##### Dataset #####

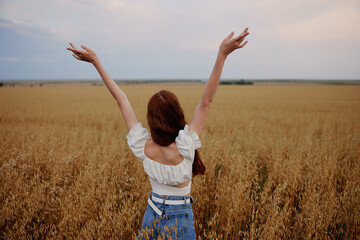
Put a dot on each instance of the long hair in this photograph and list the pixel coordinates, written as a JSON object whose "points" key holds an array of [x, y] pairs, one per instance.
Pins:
{"points": [[166, 118]]}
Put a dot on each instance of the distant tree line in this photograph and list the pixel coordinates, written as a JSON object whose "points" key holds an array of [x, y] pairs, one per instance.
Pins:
{"points": [[236, 82]]}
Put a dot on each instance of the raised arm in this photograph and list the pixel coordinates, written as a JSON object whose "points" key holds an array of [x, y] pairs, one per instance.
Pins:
{"points": [[88, 55], [228, 45]]}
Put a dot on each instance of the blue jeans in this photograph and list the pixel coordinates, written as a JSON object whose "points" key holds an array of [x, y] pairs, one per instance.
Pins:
{"points": [[176, 222]]}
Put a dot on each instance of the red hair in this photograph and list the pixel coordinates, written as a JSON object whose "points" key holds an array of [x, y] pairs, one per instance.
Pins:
{"points": [[166, 118]]}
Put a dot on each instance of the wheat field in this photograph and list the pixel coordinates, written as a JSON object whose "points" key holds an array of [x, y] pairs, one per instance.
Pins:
{"points": [[282, 163]]}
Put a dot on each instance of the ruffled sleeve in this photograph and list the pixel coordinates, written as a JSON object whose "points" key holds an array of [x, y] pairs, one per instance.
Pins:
{"points": [[187, 142], [136, 138]]}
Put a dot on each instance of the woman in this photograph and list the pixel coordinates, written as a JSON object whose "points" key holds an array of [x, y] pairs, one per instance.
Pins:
{"points": [[169, 151]]}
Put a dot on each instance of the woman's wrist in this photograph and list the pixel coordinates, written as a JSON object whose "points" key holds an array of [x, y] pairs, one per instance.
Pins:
{"points": [[222, 56]]}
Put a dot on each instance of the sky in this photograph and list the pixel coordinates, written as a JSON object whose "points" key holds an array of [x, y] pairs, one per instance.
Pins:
{"points": [[165, 39]]}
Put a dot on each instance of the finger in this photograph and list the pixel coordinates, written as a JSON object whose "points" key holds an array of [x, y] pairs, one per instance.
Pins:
{"points": [[86, 48], [230, 36], [75, 56], [242, 45]]}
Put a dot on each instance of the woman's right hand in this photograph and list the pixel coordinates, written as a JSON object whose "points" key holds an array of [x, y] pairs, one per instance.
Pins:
{"points": [[229, 44], [86, 55]]}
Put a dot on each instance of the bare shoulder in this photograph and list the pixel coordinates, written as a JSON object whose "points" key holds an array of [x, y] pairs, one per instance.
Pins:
{"points": [[168, 155]]}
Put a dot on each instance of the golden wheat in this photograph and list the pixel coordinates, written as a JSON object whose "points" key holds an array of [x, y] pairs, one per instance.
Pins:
{"points": [[282, 163]]}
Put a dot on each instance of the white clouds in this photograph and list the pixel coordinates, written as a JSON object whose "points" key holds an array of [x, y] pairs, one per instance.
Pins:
{"points": [[10, 59], [341, 24], [168, 31]]}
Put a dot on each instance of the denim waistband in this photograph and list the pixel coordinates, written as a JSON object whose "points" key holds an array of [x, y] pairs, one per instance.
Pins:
{"points": [[171, 197]]}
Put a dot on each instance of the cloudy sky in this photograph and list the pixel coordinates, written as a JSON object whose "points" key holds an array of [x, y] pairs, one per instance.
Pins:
{"points": [[311, 39]]}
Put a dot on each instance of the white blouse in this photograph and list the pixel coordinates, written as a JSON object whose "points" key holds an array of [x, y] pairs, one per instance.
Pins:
{"points": [[163, 176]]}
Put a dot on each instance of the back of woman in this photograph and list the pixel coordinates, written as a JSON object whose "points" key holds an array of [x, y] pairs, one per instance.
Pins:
{"points": [[169, 151]]}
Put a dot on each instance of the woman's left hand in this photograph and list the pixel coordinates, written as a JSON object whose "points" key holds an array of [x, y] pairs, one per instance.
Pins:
{"points": [[86, 55]]}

#####

Work required:
Could you repeat all of the material exactly? Pictures should not be copied.

Result for this task:
Put a dot on each instance of the long hair in this photograph and list the pixel coordinates, written as a JSON object whose "points" key holds an array of [x, y] pairs, one per instance.
Pins:
{"points": [[166, 118]]}
Put a dot on each instance of the distant tree line in this photograph and list the pixel coordinates, written as a JSON object whose "points" key holds an array of [x, y] pairs, one per instance.
Pins:
{"points": [[236, 82]]}
Put a dot on each instance of the raised arm in this photograph and list the pixel coordinates, written as a JSON object whose "points" key holds an array of [x, y] pairs, one per instance.
Pins:
{"points": [[88, 55], [228, 45]]}
Put a dot on each instance of the blue jeans in this photograph and list the pixel coordinates, written as a JSON object whose "points" key holds an array of [x, y] pairs, one per instance.
Pins:
{"points": [[176, 222]]}
Put a dot on each instance of the red hair in this photograph and list the pixel coordinates, written as a JSON object whose "points" key holds an array of [x, y] pairs, one per instance.
Pins:
{"points": [[166, 118]]}
Put a dot on each instance of the wheat field in this photograph and list the pixel coordinates, written as a JSON object whose "points" key holds an array of [x, y] pairs, one per instance.
Pins:
{"points": [[282, 163]]}
Put a dot on each instance of the ruffled sleeve in this photograph and list the pixel coordinates, written as a JSON object whose "points" key holds an array of [x, y] pairs, one per instance.
Pins:
{"points": [[187, 142], [136, 138]]}
Put a dot on each instance of the woman in this photograph and list the pixel coordinates, written as a JSON object whose "points" key holds an array of [x, y] pairs, one per instance.
Pins:
{"points": [[169, 151]]}
Put a dot on each instance of the woman's wrist in this photograph and list the pixel coordinates, written as a JSON object whose "points" key holds an array of [x, y] pairs, one per instance.
Pins:
{"points": [[222, 56]]}
Put a dot on each instance of the sky in this photograph and list the pixel coordinates, written as a JSON object whose "points" key holds an array of [x, y] pairs, one per instance.
Pins:
{"points": [[165, 39]]}
Put a dot on each instance of the finger in this photograph and list the pixel coordinates, written as a JSON object whose "points" key holds an array of [x, y] pairs, one per instance.
Pins:
{"points": [[86, 48], [230, 36], [75, 56], [242, 45]]}
Put a dot on each instance of the woman's right hand in this photograph and list the pixel coordinates, written as a JSON object whose "points" key holds an array of [x, y] pairs, one per instance.
Pins:
{"points": [[229, 44], [86, 55]]}
Put a dot on each instance of the bare shoulder in this photograph and list the pixel coordinates, written as a JSON object whose "points" key holds an array of [x, y] pairs, one per instance.
Pins:
{"points": [[168, 155]]}
Put a dot on each instance of the golden wheat in this photograph and list the pixel coordinates, written as a JSON object whose "points" key holds an array of [x, y] pairs, one per instance.
Pins:
{"points": [[282, 163]]}
Put a dot on each instance of the white clouds in this photograph and list the pixel coordinates, written as a JSON object whose "points" key holds an array of [x, y] pairs, one per instance.
Pins:
{"points": [[10, 59], [341, 24], [168, 31]]}
Put a dot on each instance of the denim waistband in this photograph and list the pixel coordinates, written as a JSON object whose "points" key holds an array of [x, y] pairs, one per instance.
Pins:
{"points": [[171, 197]]}
Put a dot on each instance of the cloudy sky in this photograph and list the pixel coordinates, written as a JSON object whose "points" key holds an array of [x, y] pairs, one per instance.
Pins:
{"points": [[311, 39]]}
Put a dot on each instance of the white blouse in this photograph and list the pixel coordinates, written as a JSON object whose "points" key holds an array of [x, y] pairs, one per instance.
Pins:
{"points": [[163, 176]]}
Put a dot on each instance of the back of woman in this photograph and list the pixel coordinates, written as a JSON object whose "points" key holds an array of [x, y] pairs, one per instance.
Pins:
{"points": [[169, 151]]}
Put a dot on each instance of the woman's left hand in this photograph and list the pixel coordinates, written as a JSON object whose "points" key holds an array of [x, y] pairs, one per instance.
Pins:
{"points": [[86, 55]]}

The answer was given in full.